TASK TO CARRY OUT
In full and without deviation, write out the entries that follow.

★ ★ ★

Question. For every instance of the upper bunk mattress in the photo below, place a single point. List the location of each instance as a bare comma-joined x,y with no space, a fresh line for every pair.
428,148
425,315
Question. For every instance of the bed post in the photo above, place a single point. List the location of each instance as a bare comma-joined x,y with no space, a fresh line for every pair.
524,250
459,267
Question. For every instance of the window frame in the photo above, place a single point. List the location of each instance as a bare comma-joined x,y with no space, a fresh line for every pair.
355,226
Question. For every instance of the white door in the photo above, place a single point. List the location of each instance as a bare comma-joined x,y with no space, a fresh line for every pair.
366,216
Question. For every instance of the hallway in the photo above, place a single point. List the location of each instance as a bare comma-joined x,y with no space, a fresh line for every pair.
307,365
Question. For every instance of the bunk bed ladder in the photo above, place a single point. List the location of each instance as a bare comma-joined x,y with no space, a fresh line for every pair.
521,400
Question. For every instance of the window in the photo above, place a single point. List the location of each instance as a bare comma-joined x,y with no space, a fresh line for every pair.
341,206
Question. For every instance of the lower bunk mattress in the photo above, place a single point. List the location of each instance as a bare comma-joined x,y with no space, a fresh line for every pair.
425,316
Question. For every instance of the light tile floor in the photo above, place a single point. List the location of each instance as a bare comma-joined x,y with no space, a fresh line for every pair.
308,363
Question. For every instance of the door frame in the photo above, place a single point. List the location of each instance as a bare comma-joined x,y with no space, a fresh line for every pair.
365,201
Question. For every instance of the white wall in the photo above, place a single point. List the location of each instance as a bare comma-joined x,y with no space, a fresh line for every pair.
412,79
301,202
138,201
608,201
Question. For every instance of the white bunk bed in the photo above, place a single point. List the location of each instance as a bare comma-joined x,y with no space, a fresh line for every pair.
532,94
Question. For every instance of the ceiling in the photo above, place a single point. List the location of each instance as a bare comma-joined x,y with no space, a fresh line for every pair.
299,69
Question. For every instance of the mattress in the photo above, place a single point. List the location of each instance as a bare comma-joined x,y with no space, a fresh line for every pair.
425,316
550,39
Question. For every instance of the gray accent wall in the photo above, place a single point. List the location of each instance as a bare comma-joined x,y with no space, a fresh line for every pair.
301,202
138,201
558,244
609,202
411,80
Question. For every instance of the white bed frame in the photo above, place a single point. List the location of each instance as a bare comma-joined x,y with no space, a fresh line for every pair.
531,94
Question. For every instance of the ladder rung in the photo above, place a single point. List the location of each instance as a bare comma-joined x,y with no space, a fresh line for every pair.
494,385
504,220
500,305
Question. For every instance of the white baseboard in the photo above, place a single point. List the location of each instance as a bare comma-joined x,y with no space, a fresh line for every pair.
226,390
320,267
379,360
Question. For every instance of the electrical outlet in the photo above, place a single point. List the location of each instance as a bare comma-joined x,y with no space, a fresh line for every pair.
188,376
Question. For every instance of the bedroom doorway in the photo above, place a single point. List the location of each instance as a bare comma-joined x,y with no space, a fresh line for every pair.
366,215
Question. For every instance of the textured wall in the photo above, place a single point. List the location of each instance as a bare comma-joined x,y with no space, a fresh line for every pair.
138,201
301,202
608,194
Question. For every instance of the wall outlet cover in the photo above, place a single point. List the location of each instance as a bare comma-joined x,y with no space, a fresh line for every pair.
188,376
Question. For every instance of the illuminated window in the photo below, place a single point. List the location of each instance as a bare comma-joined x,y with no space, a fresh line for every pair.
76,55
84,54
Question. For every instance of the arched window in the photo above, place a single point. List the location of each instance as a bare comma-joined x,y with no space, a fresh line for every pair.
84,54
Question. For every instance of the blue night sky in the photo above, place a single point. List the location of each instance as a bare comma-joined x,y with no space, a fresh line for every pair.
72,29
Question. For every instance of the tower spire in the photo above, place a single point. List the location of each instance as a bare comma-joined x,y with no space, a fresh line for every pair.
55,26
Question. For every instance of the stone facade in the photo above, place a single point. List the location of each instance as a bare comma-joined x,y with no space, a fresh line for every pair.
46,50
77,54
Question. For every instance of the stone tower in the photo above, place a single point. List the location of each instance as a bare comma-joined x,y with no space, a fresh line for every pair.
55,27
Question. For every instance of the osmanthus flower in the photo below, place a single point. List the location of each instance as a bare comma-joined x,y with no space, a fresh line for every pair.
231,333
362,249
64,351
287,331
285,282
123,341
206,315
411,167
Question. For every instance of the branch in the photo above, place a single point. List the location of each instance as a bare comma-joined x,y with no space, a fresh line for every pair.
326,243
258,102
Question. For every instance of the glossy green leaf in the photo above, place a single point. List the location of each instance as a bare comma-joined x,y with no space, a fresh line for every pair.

★ ★ ★

EXERCISE RESULT
Question. For every instance of the upper bunk mattress in the photo below, place a single point. List the location of each instance as a bare comma-joined x,y with no space, a fresh line for every pair.
428,148
425,315
Question. For every instance of the bed post in the photo above, place a single point. List the location of each instance as a bare comma-joined x,y with no space, a fresh line for every pair.
524,250
459,267
Question. For every instance of the window frame in the photo above, place a single point. List the location of each instance as a bare comma-joined x,y with no space, a fresh line for every pair.
355,226
Question. For every instance of the white door in the photo above, place a single point. List the location of each instance as a bare comma-joined x,y with no space, a fresh line for every pair.
366,216
Question. For every instance of the hallway in the photo above, place a single point. List the location of each instance as a bare comma-joined x,y with no space, a fresh line for every pair.
307,365
Question. For every instance of the bunk bed ladder in the photo above, place a single point. List the location of each instance as a bare comma-joined x,y with no space, a fresh line for every pair.
521,400
Question. For every instance of the window in the photo above, place a single point. List the location of each instance as a bare comma-joined x,y with no space, a fresh line for every pair.
341,206
Question. For every instance of the lower bunk mattress in the photo above, place a single point. List the location of each instance as a bare comma-joined x,y with no space, a fresh line for every pair.
425,316
Question. For every instance of the light tile floor in the photo above, place a single point. List the location of each instance as a bare comma-joined x,y with no space, a fresh line for every pair.
308,363
Question. For every instance of the door frame in the photo above, place a single point. List the location of each instance as a bare comma-joined x,y with no space, a fresh line for every pair.
365,201
Question. For every instance of the white wall in the photo above, place a single point. List the location of each instance as a bare comma-joined x,y with no space, a fresh line for every pair.
412,79
301,202
138,201
608,201
Question. For every instance of the white bunk bed in the photo above, place a single point. List the location of each instance as a bare comma-joined x,y with no space, a fresh line for every pair.
532,94
Question. For every instance of the ceiling in the photo above, place a single point. List the location of each instance as a bare comma-joined x,y with no space, a fresh line for every pair.
299,69
Question. For every instance of the mattress in the photo above, place a single point. List the location of each instance as a bare comma-joined x,y with no space, a fresh line for every pair.
425,316
550,39
Question. For every instance of the gray accent wall in the photo above, place a single point. List the location of each instance as a bare comma-joined x,y with no space, a fresh line for every pair.
301,202
138,201
558,244
609,202
411,80
Question. For every instance of the white bed frame in the photo above, place a single point. List the location of each instance as a bare comma-joined x,y with no space, a fresh line for every pair.
531,94
Question. For every instance of the ladder rung in the photo above, place a single point. List the location of each instance as a bare comma-joined x,y with no space, a fresh line for every pair.
494,385
504,220
500,305
Question. For every instance of the white baseboard in the photo above, place a single point. List the location of each instance as a bare comma-joined x,y with no space, a fresh line for every pair.
226,390
320,267
379,360
Question. For every instance of the electrical outlet in the photo above, place a single point. List the location of each instance as a bare comma-joined x,y with no space, a fresh line for every pair.
188,376
Question. For every instance of the bedroom doorway in the photo above, place a single point. List the location of each instance as a bare comma-joined x,y with no space, a fresh line for every pair.
366,215
Question. For every instance of the textured wall in the photo above, place a single point. List the location of each instance as a bare comma-joined x,y with no space, a fresh line for every pair.
138,201
301,202
608,194
Question. For every instance of the wall outlet cover in the photo above, place a single point. List the location of each instance as a bare comma-joined x,y with no space, a fresh line for every pair.
188,376
Question. For every instance of the illuminated window in the photo below, place a single point. List the location of each instance as a bare comma-joined x,y with no space, a fresh line for every pair.
76,55
84,54
Question. For every instance of the arched window in the photo above, place a single point. List the location of each instance as a bare comma-joined x,y with no space, a fresh line for every pair.
84,54
Question. For every instance of the blue night sky in the photo above, place a single point. List the location of each instance as a bare comma-joined x,y with no space, a fresh line for every pair.
72,29
Question. For every instance of the tower spire in the photo above, place a single point. List the location of each instance as a bare comma-joined x,y with no space, a fresh line for every pair.
55,26
Question. For every instance of the stone facade in the photo above, place a single point. List the location of each instance as a bare comma-joined x,y with no space, a fresh line for every pair.
46,50
77,54
Question. For every instance of the stone tower in the photo above, place a single point. List the location of each instance as a bare comma-joined x,y with no space, a fresh line for every pair.
55,27
Question. For every instance of the osmanthus flower in the photo below, place a single point. List the location of each instance as a bare comma-joined x,y with no space, a fresh line for every pair.
231,333
362,249
64,351
287,331
285,282
123,341
206,315
411,167
Question. For every instance of the branch in the photo above, place a single point. List the location of each instance as a bare comma-joined x,y with no space, a fresh line for every pair.
326,243
258,102
Question. For every instance of the glossy green leaf in the photo above, place a single point. List the location of each instance as a bare comma-joined x,y with no space, a fresh line for every pair.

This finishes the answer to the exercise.